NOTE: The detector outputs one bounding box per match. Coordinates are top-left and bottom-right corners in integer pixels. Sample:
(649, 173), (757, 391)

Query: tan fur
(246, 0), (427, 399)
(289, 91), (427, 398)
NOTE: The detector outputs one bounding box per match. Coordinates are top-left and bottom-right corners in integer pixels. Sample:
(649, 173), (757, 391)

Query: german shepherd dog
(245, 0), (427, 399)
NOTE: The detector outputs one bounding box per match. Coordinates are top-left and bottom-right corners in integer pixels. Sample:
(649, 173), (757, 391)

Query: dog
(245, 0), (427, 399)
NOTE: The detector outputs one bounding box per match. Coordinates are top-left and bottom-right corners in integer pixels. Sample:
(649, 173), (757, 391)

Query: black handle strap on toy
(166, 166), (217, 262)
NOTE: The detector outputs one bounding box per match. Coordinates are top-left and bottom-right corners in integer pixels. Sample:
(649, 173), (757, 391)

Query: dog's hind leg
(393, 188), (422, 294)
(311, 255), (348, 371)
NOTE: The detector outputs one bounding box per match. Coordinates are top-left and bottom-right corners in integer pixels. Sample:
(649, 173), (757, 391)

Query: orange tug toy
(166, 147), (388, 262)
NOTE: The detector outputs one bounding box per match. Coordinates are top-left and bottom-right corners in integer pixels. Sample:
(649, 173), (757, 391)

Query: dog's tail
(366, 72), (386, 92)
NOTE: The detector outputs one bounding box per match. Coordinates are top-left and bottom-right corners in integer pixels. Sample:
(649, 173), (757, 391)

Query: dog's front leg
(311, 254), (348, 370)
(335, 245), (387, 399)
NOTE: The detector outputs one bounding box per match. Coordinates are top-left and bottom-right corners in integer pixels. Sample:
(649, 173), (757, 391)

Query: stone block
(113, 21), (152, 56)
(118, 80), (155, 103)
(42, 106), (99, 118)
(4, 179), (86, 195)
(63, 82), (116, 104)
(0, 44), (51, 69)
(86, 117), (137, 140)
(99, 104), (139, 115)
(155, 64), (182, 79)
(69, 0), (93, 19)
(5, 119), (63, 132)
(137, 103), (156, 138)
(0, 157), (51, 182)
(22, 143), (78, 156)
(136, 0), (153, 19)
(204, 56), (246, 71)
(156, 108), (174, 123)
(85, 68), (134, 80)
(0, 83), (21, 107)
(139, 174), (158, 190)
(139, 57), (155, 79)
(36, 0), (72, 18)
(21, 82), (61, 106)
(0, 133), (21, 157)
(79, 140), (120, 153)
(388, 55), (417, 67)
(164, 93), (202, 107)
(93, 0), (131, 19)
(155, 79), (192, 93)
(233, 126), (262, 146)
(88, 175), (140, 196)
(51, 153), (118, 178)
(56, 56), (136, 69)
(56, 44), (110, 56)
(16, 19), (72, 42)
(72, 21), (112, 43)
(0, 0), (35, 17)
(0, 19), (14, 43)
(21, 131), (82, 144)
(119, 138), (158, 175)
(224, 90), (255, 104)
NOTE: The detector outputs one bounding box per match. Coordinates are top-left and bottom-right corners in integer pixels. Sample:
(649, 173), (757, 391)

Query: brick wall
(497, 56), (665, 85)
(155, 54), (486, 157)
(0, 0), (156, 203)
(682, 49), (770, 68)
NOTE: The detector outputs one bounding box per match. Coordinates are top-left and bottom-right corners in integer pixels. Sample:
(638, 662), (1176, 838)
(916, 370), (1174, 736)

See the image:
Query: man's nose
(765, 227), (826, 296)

##############################

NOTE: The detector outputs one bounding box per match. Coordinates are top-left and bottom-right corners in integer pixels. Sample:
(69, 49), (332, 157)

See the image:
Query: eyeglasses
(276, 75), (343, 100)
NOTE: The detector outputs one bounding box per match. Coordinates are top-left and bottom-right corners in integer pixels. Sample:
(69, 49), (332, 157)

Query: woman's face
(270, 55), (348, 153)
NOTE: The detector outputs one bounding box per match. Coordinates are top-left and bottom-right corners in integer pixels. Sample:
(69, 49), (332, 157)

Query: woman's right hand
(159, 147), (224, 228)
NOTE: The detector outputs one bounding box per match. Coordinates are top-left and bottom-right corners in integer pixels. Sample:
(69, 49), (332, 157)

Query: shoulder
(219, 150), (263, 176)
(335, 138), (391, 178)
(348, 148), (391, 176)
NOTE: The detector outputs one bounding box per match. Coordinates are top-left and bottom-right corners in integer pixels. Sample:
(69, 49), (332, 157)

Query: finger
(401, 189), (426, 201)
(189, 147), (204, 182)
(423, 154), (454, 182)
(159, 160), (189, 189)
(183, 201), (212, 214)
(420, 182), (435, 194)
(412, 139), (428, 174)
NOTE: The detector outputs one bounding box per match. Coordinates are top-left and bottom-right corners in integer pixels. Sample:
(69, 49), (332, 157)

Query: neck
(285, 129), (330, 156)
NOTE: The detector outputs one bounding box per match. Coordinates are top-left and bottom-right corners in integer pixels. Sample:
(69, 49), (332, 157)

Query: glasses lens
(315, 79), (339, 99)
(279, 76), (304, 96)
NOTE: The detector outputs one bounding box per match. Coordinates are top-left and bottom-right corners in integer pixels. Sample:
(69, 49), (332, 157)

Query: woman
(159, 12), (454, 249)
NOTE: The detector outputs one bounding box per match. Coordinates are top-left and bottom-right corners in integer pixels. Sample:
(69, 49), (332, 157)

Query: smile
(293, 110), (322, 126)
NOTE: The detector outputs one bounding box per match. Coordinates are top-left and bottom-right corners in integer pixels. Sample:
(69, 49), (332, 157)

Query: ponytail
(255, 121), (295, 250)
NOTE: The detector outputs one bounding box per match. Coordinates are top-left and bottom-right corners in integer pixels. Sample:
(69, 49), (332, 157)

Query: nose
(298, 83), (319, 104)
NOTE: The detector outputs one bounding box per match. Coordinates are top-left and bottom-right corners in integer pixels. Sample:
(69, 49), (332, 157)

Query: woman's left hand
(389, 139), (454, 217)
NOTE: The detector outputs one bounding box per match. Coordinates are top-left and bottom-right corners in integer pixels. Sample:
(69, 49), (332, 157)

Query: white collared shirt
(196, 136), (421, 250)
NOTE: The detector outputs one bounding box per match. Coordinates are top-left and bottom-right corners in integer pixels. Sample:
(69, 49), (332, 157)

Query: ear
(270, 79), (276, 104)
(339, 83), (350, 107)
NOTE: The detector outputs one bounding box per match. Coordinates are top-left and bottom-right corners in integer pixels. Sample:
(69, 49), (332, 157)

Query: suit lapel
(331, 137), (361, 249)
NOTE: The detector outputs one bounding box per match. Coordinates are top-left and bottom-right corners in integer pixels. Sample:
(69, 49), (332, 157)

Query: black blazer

##############################

How many lines in the items above contain the string "woman", with case counting? Tally them and reply with the number only.

**Full output:**
4